* _Problem_:
Continue the passage below on Kyosai and illustrated books in Edo, starting after its final sentence.
[Source text — start]
Illustrated books were the bread and butter for any artist of the floating world. Edo (the city which later became Tokyo) had an unusually high literacy rate: around 80% for men, and 25% for women compared with the national average of 54% for men and 19% for women. This meant it was a society hungry for books and images illustrating them, and allowed artists a constant stream of work to support themselves.

Photograph of the artist Kyosai

Kyosai published several books, which includes titles such as Kyosai Manga (Kyosai Sketches), Kyosai Donga (Kyosai's Foolish Pictures) and Kyosai Suiga (Kyosai's Drunken Illustrations). Although he never was a pupil of Hokusai, he is often considered to be his greatest successor. Kyosai Manga, a book of miscellaneous small drawings in the tradition of the Hokusai manga, also served as an instruction manual for would-be painters.
[Source text — finish]
[Records supplied — start]
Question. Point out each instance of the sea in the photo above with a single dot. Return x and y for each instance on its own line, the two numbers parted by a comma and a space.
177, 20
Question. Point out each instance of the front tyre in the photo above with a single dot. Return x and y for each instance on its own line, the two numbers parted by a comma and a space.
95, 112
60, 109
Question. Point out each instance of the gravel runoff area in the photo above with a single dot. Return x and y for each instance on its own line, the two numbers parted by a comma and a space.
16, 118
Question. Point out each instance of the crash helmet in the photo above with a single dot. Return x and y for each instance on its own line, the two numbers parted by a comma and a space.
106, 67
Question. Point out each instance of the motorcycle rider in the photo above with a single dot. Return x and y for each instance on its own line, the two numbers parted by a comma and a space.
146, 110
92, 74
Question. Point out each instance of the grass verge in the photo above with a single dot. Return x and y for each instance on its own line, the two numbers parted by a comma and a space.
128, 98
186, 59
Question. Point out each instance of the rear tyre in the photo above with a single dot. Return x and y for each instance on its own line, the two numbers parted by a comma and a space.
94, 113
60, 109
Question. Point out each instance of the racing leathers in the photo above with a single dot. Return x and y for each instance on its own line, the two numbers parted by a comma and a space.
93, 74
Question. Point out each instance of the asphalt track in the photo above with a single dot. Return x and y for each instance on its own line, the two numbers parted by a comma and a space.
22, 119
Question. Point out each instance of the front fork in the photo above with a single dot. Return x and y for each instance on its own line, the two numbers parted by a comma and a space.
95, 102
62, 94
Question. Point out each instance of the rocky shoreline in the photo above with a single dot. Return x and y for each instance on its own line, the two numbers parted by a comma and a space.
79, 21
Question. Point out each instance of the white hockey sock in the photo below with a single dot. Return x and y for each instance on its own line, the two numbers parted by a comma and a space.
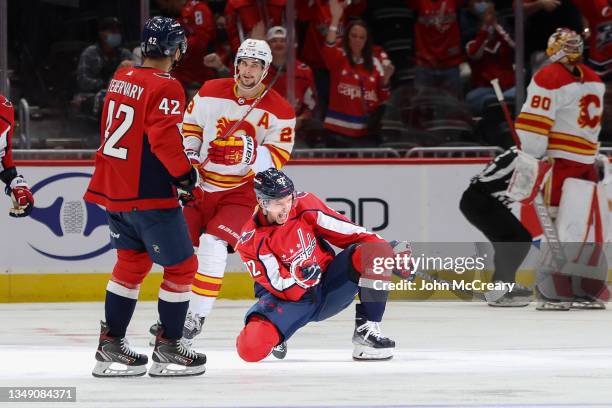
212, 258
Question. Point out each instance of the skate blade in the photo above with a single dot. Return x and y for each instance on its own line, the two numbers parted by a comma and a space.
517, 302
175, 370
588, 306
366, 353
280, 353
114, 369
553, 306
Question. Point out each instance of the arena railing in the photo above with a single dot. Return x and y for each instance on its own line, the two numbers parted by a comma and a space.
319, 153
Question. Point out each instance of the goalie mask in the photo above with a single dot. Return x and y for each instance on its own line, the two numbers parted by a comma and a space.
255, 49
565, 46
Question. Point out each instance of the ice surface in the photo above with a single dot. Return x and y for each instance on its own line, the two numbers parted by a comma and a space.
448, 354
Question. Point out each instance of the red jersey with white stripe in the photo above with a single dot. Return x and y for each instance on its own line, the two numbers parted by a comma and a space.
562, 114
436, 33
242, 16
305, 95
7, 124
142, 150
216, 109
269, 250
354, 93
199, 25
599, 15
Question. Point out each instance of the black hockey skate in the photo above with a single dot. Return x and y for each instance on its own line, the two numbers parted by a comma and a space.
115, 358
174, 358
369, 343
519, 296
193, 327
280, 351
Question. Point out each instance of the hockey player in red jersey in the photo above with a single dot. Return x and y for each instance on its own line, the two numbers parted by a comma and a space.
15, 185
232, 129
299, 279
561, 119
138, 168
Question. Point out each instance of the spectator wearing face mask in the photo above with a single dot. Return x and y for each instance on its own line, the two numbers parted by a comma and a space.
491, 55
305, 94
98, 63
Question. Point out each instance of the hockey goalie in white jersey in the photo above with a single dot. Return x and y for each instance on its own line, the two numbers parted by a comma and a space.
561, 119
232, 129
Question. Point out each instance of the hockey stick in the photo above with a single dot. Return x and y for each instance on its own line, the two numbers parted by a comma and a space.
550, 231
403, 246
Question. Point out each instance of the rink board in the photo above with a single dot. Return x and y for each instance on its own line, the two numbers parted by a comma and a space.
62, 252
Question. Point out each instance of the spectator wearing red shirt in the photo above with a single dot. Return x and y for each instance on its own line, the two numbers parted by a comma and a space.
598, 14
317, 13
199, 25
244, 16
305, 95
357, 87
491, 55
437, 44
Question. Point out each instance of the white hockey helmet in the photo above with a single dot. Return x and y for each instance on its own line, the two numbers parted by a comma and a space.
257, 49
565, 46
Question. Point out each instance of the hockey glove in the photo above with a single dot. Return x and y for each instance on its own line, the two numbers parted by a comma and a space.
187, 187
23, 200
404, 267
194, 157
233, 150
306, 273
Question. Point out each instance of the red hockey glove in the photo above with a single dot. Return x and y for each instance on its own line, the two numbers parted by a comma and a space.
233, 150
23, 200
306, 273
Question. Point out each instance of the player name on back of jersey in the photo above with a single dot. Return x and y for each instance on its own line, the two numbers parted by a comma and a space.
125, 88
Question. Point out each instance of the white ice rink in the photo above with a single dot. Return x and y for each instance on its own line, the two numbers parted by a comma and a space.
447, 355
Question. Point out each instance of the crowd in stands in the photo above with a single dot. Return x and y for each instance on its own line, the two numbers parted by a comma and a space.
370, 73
[Records supplied — finish]
[Records supplied — start]
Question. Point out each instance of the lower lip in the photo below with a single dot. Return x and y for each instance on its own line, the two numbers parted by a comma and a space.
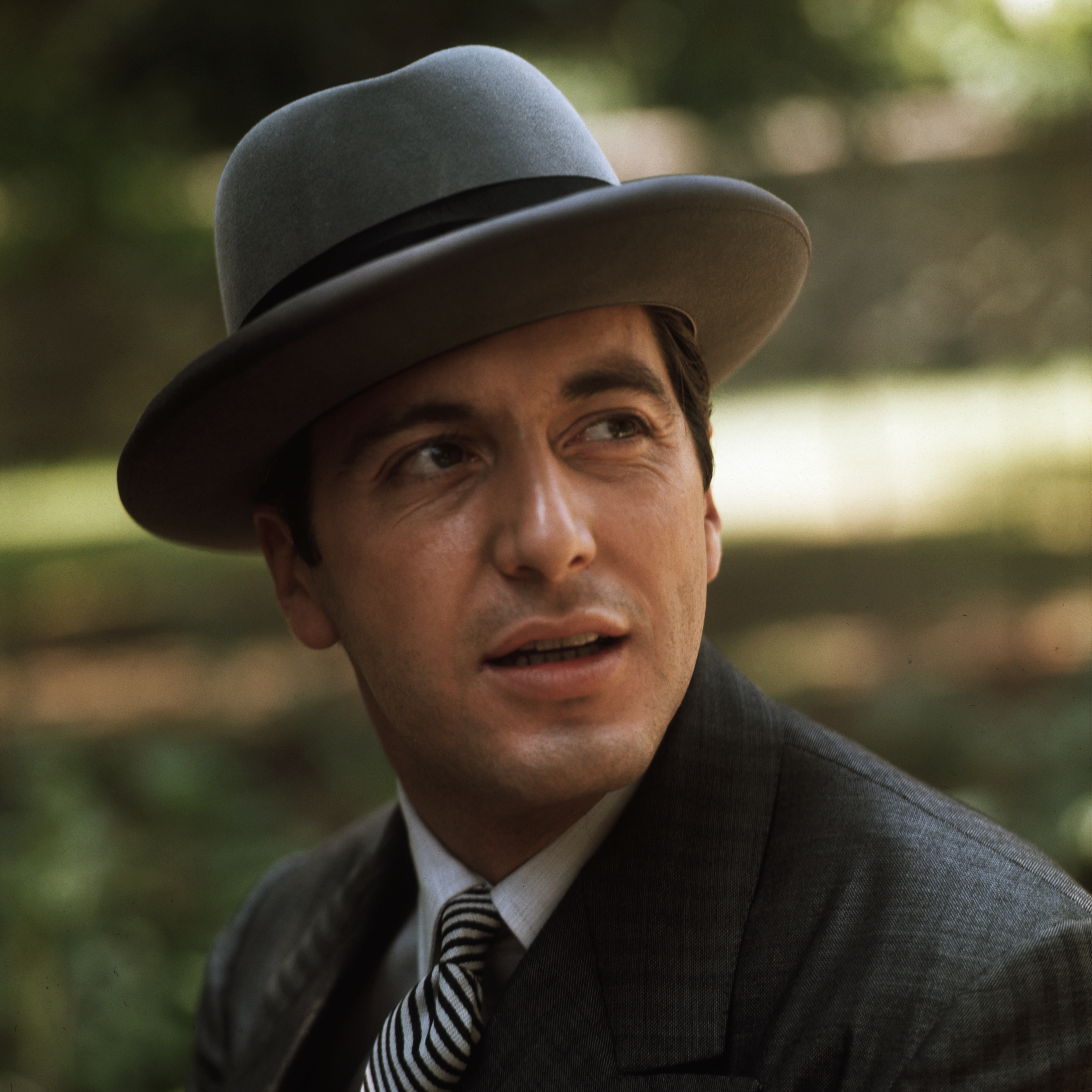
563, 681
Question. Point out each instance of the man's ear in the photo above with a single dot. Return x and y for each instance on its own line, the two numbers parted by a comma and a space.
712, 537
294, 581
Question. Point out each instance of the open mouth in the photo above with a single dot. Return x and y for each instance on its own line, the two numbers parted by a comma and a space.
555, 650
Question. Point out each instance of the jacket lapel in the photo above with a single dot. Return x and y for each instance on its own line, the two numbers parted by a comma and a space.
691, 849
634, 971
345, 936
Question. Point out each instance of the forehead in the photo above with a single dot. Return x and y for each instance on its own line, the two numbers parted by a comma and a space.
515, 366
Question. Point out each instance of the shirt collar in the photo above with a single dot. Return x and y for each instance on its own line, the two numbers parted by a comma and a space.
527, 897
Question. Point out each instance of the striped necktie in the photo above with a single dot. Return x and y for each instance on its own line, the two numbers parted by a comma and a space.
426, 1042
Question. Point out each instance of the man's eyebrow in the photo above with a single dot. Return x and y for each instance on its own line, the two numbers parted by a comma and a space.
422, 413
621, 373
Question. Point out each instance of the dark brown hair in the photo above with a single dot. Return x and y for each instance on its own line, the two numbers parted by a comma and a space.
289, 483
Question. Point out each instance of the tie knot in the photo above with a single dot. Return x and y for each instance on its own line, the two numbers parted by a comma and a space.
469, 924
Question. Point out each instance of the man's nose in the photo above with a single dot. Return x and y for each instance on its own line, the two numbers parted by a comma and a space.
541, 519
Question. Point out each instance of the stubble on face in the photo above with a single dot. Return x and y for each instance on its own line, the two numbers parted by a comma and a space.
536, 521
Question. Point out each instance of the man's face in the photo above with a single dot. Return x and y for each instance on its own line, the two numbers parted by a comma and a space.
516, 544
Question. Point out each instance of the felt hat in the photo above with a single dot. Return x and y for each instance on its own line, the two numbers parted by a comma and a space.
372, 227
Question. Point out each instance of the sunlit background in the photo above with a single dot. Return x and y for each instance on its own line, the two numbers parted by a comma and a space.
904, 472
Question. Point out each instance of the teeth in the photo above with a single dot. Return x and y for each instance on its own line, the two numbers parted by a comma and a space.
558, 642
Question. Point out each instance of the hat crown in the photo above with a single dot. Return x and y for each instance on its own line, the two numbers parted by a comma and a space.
[Records supplied — finish]
[Records supplied — start]
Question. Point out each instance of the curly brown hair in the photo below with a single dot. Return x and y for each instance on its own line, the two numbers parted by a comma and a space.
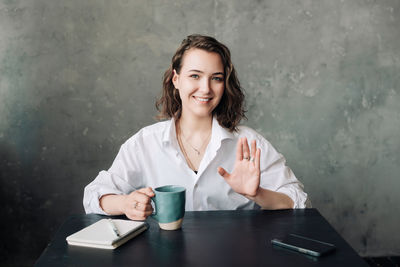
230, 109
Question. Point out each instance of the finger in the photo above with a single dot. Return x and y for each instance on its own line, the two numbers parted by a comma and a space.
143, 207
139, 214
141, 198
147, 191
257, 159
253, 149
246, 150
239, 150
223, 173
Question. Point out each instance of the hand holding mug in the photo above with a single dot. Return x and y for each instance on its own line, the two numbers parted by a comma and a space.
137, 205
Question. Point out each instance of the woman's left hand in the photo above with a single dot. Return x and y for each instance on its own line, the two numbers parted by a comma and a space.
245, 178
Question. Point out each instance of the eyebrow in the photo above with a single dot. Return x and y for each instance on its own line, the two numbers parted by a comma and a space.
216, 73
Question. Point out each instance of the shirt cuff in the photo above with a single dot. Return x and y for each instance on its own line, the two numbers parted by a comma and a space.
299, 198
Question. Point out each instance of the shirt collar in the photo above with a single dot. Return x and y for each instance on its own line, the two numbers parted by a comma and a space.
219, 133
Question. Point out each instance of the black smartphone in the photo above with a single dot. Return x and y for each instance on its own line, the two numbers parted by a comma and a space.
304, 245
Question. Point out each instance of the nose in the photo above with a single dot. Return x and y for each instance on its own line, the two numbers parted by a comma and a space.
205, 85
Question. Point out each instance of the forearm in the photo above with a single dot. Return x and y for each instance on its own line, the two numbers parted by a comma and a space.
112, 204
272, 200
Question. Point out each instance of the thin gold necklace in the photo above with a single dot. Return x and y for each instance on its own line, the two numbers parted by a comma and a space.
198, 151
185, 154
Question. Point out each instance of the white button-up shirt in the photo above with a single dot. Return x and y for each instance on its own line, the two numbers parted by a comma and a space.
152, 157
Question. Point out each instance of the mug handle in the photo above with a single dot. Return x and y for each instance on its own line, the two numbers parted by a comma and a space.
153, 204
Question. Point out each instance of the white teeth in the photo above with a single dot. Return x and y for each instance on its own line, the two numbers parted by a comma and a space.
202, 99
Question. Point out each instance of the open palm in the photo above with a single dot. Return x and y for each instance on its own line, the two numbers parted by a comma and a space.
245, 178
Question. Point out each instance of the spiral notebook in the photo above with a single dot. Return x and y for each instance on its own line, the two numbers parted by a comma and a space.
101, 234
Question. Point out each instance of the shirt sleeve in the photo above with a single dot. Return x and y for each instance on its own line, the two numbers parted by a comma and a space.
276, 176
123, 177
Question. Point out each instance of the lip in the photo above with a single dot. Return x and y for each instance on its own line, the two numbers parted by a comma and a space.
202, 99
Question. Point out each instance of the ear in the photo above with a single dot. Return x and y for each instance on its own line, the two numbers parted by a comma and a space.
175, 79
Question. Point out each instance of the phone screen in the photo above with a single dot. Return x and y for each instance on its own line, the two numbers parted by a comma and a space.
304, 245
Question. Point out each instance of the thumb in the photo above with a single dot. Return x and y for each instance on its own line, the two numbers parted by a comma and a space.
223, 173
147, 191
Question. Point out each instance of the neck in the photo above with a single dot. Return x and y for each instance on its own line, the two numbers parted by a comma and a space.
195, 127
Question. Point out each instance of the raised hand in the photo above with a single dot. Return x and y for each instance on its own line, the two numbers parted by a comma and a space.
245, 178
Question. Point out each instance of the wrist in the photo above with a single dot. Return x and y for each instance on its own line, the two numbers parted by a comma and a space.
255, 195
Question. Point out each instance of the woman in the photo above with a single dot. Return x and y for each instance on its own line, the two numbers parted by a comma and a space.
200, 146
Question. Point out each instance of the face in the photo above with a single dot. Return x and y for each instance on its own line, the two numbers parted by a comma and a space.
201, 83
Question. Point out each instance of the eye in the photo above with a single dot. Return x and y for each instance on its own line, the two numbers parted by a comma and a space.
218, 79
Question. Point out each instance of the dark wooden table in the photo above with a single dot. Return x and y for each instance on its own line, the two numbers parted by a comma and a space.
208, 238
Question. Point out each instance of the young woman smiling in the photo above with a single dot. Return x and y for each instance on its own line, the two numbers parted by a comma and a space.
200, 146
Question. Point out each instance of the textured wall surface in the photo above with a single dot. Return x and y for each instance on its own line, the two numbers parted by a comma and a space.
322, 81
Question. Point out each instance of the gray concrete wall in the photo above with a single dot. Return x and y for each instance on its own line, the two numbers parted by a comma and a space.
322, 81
[Records supplied — finish]
* _Response area_:
Front Cover of Kyosai Manga

One of the best pages is the double spread of cavorting skeletons – walking on their hands, making music, doing acrobatics on a prayer marker from a grave, playing go, having moxa treatment while leaning on a gravestone, they are engaged in lively human activities, all the while taking full advantage of the possibilities for graveyard humour.

 

Study of Skeletons from Kyosai Manga

They are anatomical drawings come genuinely to life. Not only does this book reflect the influence of Hokusai, but also of modern Western medicine and anatomical drawings which Kyosai copied and learnt from.